To be done:
Copy the lines of the listing below starting at "For the benchmark, drop one pin per instance of the dog's" and ending at "Query: dog's furry tail", swapping each "furry tail" for "bushy tail" and changing nothing else. Give only those lines.

Input records:

----------

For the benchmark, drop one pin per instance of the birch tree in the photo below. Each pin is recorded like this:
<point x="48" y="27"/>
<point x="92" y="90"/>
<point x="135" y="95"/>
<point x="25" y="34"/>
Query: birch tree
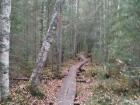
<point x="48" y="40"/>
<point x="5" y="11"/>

----------

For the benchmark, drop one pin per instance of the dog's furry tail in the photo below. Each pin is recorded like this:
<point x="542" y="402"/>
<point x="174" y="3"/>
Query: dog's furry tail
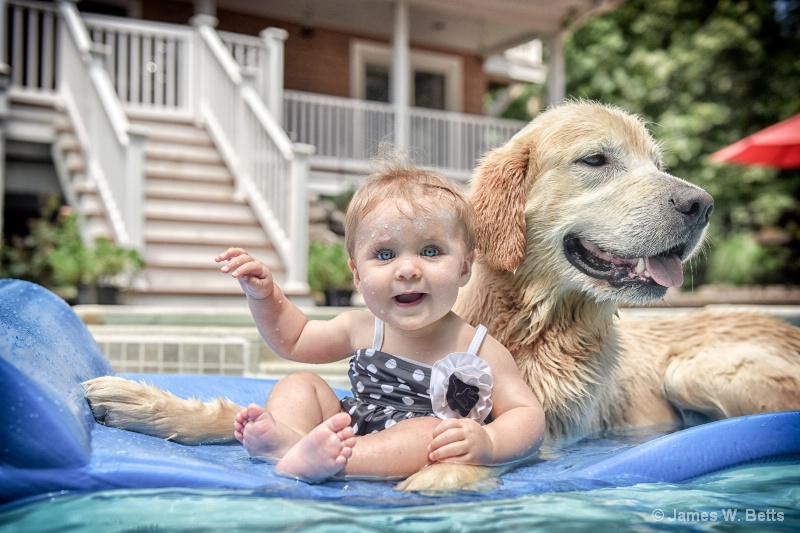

----------

Response to this exercise:
For the benchmark, drop one pin per instance of the dog's bushy tail in the photo below. Each pin is recorded like this:
<point x="542" y="402"/>
<point x="174" y="3"/>
Query: dog's bushy tail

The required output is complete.